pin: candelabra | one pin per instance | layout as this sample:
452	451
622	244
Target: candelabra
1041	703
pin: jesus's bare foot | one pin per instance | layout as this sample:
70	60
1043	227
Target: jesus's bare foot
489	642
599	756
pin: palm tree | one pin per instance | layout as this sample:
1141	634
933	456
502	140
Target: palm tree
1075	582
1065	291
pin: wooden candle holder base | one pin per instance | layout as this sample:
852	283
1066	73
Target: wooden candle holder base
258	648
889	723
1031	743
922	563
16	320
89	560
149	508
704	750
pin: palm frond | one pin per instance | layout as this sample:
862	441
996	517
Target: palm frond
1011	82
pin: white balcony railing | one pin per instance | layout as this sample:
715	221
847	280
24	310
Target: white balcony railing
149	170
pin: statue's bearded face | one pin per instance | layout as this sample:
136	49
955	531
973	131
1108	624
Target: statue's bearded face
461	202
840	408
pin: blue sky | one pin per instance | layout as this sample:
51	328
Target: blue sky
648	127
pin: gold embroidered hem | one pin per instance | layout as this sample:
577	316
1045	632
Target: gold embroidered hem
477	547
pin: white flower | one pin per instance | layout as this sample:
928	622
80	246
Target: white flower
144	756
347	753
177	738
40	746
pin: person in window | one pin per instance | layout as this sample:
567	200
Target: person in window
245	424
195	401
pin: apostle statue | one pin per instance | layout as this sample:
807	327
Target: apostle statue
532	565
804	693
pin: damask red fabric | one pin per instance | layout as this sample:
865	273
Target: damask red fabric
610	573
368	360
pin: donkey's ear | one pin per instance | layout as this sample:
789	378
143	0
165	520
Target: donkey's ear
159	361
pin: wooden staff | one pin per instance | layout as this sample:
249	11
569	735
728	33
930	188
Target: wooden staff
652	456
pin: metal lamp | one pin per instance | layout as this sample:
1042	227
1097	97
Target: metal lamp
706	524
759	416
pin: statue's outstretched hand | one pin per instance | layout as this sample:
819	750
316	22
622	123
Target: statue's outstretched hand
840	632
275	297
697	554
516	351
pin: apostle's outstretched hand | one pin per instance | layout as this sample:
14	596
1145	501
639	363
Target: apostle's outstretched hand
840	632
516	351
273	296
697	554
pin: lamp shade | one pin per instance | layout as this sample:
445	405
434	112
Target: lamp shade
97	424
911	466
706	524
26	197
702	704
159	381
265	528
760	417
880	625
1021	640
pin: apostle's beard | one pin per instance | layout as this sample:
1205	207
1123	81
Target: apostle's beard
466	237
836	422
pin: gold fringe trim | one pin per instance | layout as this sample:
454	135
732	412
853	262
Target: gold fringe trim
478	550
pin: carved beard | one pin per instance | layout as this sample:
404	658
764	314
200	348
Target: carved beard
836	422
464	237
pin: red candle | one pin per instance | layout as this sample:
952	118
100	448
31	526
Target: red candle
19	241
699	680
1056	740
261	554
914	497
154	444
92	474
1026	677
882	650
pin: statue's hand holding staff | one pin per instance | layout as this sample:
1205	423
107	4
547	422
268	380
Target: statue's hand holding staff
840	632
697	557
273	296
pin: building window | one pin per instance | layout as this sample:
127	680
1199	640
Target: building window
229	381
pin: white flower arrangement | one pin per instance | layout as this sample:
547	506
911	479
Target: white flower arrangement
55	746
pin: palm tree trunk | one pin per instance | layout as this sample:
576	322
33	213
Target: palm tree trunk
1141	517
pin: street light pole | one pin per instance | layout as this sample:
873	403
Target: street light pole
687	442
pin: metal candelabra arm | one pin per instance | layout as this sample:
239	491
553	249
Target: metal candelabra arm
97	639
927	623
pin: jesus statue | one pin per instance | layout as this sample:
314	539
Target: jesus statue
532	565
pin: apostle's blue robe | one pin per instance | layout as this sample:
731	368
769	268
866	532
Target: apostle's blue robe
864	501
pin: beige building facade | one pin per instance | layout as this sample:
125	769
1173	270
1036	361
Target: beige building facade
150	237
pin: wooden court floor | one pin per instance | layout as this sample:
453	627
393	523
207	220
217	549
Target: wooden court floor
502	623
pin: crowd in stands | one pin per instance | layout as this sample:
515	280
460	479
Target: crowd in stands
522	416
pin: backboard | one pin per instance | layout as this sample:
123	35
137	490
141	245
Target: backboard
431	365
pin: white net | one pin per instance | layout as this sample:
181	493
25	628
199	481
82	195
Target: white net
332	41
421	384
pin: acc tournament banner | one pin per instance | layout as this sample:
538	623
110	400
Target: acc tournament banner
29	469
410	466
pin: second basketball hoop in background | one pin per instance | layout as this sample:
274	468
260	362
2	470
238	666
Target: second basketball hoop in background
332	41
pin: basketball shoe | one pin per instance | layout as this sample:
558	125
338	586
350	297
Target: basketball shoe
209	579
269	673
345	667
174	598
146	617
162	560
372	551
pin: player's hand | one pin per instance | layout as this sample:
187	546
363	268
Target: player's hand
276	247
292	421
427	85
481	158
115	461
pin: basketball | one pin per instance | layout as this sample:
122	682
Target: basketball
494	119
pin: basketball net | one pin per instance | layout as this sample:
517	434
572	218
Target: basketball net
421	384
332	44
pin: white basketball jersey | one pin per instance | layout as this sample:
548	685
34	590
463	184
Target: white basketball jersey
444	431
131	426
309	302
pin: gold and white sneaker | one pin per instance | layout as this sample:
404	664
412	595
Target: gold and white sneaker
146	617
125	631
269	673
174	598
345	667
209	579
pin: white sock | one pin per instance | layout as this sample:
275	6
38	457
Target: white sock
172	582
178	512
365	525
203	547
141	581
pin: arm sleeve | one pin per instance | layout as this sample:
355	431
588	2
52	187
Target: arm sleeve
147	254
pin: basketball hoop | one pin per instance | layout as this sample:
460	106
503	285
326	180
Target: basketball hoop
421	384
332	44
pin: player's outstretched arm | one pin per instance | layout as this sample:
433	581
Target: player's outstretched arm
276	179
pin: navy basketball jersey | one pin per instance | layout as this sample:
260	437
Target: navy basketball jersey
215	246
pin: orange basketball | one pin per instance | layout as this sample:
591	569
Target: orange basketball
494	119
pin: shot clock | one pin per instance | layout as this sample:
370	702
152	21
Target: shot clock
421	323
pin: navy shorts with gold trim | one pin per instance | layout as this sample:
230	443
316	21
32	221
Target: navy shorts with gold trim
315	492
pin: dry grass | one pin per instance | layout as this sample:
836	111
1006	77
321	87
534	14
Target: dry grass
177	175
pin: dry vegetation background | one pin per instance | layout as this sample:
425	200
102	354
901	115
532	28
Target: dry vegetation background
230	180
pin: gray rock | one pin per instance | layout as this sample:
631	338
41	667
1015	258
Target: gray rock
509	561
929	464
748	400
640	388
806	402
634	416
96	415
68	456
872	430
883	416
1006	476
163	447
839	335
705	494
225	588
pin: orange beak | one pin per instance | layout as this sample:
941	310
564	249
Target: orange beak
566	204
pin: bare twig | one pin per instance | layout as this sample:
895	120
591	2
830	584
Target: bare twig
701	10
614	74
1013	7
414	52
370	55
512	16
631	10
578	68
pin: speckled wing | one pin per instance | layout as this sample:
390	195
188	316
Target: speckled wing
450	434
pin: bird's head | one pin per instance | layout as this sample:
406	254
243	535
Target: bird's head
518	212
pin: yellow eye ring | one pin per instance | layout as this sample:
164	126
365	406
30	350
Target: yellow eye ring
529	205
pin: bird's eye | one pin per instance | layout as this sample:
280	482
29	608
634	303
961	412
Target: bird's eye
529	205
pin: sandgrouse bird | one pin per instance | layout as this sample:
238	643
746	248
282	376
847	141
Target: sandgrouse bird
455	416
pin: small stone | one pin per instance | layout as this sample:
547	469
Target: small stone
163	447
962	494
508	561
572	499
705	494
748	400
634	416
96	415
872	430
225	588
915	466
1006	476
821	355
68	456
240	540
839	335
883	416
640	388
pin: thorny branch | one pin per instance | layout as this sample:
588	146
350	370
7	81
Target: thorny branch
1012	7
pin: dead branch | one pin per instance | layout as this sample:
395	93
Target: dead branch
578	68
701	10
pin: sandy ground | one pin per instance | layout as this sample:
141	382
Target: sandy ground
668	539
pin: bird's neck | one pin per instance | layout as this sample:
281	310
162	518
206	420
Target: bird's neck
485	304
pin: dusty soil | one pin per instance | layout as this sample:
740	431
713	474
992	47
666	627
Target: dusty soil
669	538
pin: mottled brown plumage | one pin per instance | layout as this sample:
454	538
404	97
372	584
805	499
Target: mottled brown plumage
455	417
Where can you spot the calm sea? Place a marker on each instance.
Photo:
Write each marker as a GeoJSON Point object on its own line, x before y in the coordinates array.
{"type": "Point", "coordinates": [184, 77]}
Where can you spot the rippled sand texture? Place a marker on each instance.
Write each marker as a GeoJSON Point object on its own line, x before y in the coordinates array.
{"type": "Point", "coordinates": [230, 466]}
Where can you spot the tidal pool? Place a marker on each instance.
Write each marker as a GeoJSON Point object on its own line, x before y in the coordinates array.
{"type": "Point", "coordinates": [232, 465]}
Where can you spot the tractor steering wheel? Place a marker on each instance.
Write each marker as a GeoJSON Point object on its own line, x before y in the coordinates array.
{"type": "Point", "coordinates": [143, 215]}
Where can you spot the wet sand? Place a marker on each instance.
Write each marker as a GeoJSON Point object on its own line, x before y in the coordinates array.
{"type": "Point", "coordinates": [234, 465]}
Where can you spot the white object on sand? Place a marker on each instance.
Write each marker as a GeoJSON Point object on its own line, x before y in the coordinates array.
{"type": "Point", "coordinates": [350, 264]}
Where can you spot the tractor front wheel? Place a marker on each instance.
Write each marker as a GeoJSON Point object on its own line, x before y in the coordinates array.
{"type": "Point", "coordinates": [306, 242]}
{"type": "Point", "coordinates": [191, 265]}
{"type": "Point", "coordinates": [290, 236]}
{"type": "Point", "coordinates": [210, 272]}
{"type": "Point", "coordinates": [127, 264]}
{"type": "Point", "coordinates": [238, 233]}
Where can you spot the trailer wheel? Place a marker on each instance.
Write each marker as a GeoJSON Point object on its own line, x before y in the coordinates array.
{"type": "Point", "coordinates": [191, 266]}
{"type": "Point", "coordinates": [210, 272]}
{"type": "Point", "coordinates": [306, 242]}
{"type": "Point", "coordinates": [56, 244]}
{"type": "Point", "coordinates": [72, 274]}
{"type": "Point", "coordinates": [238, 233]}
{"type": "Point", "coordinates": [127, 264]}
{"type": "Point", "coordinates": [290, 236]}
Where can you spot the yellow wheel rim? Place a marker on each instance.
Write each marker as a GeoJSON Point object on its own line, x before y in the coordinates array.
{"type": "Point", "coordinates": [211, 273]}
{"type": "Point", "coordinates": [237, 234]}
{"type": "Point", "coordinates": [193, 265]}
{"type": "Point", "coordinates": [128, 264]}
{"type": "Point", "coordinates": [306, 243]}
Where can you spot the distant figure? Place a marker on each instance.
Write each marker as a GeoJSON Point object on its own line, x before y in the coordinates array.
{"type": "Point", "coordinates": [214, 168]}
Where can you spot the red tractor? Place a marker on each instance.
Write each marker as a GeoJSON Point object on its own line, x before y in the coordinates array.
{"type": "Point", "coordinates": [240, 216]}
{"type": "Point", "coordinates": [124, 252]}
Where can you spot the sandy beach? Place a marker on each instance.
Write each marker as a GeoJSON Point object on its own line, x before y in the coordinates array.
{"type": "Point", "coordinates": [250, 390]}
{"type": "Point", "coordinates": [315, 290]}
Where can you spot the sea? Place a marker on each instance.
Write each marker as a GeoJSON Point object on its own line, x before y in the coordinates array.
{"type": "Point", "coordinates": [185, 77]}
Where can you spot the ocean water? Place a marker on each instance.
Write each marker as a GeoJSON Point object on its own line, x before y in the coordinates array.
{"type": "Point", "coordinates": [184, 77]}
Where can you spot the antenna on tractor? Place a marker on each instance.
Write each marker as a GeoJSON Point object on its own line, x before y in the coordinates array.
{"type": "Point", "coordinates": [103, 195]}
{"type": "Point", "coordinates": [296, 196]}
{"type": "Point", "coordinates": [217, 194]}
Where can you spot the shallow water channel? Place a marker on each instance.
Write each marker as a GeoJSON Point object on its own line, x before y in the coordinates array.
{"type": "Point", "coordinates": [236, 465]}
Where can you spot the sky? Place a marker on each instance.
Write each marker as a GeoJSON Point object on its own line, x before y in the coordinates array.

:: Your goal ::
Your answer should be a single number: the count of lines in the entries that hold the string "tractor".

:: Output for this exercise ::
4